Position identification data
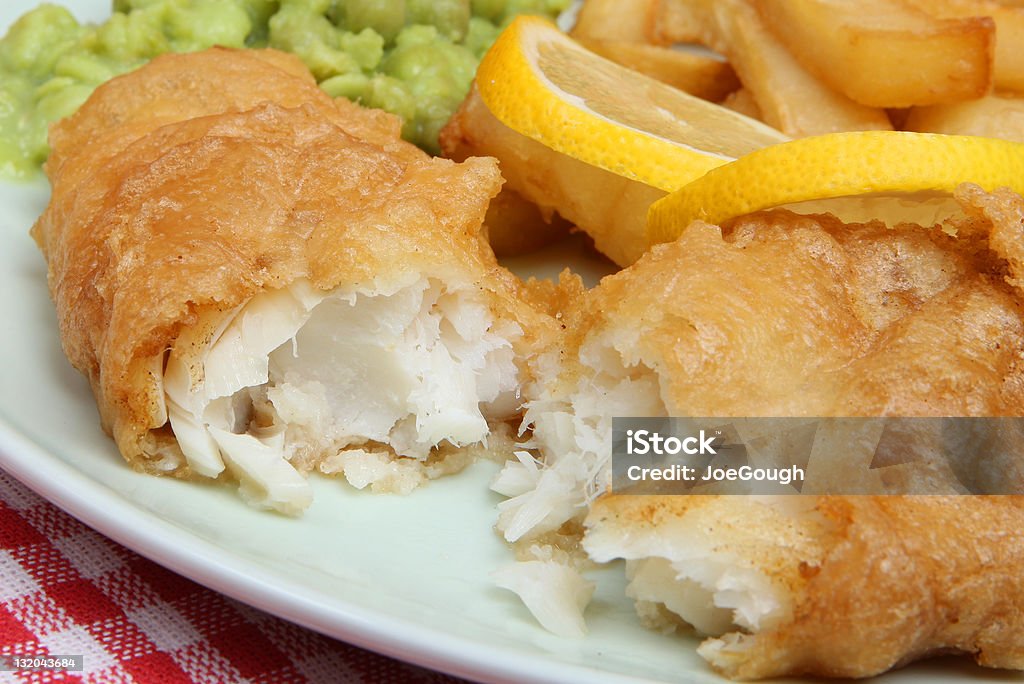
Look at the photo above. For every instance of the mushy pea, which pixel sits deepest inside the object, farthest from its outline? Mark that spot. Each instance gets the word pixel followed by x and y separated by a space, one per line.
pixel 413 57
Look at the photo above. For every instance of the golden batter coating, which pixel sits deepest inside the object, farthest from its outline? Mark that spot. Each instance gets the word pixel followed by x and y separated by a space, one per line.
pixel 177 228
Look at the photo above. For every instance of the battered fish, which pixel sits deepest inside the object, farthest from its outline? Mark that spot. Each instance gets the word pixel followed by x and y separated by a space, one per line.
pixel 272 288
pixel 788 315
pixel 783 315
pixel 830 586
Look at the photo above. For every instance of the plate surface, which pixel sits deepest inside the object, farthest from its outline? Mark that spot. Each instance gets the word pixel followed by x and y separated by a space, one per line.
pixel 404 575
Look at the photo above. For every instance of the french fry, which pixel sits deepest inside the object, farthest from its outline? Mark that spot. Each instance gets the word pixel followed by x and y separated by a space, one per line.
pixel 698 75
pixel 787 95
pixel 885 52
pixel 682 22
pixel 1008 72
pixel 994 116
pixel 617 20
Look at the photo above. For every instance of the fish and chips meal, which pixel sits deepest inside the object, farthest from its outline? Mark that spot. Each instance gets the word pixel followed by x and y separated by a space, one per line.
pixel 812 210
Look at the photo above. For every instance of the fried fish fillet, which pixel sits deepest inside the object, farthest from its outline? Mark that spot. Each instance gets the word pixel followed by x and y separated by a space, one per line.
pixel 256 290
pixel 782 315
pixel 788 315
pixel 830 586
pixel 611 209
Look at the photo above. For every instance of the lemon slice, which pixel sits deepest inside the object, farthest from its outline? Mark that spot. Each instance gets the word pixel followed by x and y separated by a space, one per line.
pixel 544 85
pixel 884 174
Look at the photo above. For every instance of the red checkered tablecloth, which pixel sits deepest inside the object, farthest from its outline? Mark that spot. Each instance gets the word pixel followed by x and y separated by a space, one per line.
pixel 67 590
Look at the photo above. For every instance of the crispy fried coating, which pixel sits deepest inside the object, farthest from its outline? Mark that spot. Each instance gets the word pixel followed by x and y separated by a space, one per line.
pixel 863 583
pixel 175 220
pixel 780 314
pixel 791 315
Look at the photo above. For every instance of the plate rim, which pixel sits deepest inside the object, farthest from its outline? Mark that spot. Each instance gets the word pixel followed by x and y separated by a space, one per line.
pixel 117 517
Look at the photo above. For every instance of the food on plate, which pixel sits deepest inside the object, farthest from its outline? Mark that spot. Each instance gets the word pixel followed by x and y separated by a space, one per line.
pixel 617 20
pixel 858 172
pixel 707 77
pixel 782 315
pixel 992 116
pixel 1008 67
pixel 413 58
pixel 790 97
pixel 269 289
pixel 610 208
pixel 596 182
pixel 546 86
pixel 884 52
pixel 829 586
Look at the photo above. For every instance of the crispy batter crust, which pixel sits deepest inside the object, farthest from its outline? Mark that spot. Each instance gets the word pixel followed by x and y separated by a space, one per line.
pixel 173 219
pixel 876 582
pixel 791 315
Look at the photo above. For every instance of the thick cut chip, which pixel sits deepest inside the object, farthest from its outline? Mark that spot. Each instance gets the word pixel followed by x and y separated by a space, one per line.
pixel 1008 72
pixel 787 95
pixel 884 53
pixel 699 75
pixel 626 20
pixel 992 116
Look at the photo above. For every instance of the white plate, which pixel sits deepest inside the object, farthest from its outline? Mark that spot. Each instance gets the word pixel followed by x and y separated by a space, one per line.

▶ [DIRECTION] Please reproduce all of the data above exactly, leaving out the pictures.

▶ [WRITTEN SOLUTION]
Look at the photo above. For every instance of the mushy pea, which pixel sits deepest inside the object, farthest from its outline? Mark that spot. Each instance gets the word pixel followed by x and y separated by a space, one per line.
pixel 413 57
Look at the photo above. For every instance of the golden batter coating, which pixel sits deepest inside the object, farthest from its outline? Mark that spot. Each instance gets the word pixel followed by x and y separated by a space, one per line.
pixel 177 228
Look at the photo above. For every instance of the battered fish, which pixel sits deepest inside the object, farthest from its outline? Mark that spot. Each instance gets the word pixel followed by x and y separated by a space, one per line.
pixel 272 288
pixel 788 315
pixel 783 315
pixel 830 586
Look at the photo above. For every instance of the plate surface, which pixel sits deepest inside the object, farthest from its outline? Mark that spot. Each instance gets the word pixel followed by x and y separated by a space, one per line.
pixel 404 575
Look at the photo above. For every instance of the french fry, which pixel sits deepest inside the object, farthest from its outline? Mark that spot. Each instance gets the word pixel followed by x and y separated by a space, one per line.
pixel 698 75
pixel 787 95
pixel 885 52
pixel 682 22
pixel 1008 72
pixel 994 116
pixel 617 20
Look at the photo above. For every instance of the fish and chips meal, which pixel sits deepest inside the object, farthest from its outline? Mark that spot. Each instance gets the word pixel followed by x and y separated by a space, one per line.
pixel 812 210
Look at the photo above. For every instance of the fried fish fillet, which pixel sits deepest inside the object, farthest from its outline? Mark that spot. Each instance gets the word pixel followed by x and y separated by a space, one per line.
pixel 256 290
pixel 782 315
pixel 788 315
pixel 830 586
pixel 611 209
Look at the photo above. For every instance of the lemon slice, which pixel sits deepest inside the object, farthest from its outline? Mark that spot. Each instance gets the word pixel followed by x and y separated by a space, one per line.
pixel 544 85
pixel 884 174
Look at the photo above. For every instance of the red checkered tablecloth, which pixel sits deepest inside the object, farthest from its outline? Mark that spot. Each instance gets the word pixel followed by x and y separated by a space, one per line.
pixel 67 590
Look at the photo above. For every instance of the crispy fried coating, which pixel sits deepest inside the object, farthest from its outline? Mark that spot. Each instance gets the word pixel followed by x and y separated by a space, one per line.
pixel 863 583
pixel 175 220
pixel 780 314
pixel 791 315
Look at the photo above. For every instance of the plate rim, which pixel sits deepest inside the object, farthest from its outline? Mark that spot. Each instance gets the word pixel followed by x and y separated by a space, one per line.
pixel 117 517
Look at the photo above. For every instance of the food on plate, which pixel sits deepest inside the object, farthest from its outline? Mark that spot. Each instance gets the word pixel followed by x and y separated by a space, one per line.
pixel 617 20
pixel 858 172
pixel 707 77
pixel 782 315
pixel 992 116
pixel 1008 67
pixel 413 58
pixel 790 97
pixel 269 289
pixel 610 208
pixel 596 182
pixel 546 86
pixel 884 52
pixel 829 586
Look at the photo above. For every instance of the crispy batter crust, which pixel sits deepest inside the object, farthest from its outline? Mark that spot. Each instance gets the word pixel followed by x and y separated by a space, one per line.
pixel 173 219
pixel 876 582
pixel 791 315
Look at the photo above. For every instance of the thick cut chip, which pixel sits deepest inside the object, farthest from its outline? Mark that spot. Each instance gets the word pixel followed by x and y separated by a space, one per line.
pixel 1008 72
pixel 787 95
pixel 884 53
pixel 699 75
pixel 626 20
pixel 992 116
Look at the photo above. For every instance of the white plate, which pixel sits deepest inside the object, farthest from its outline? Mark that spot. Each instance gets the word pixel followed by x and y separated by a space, one per line.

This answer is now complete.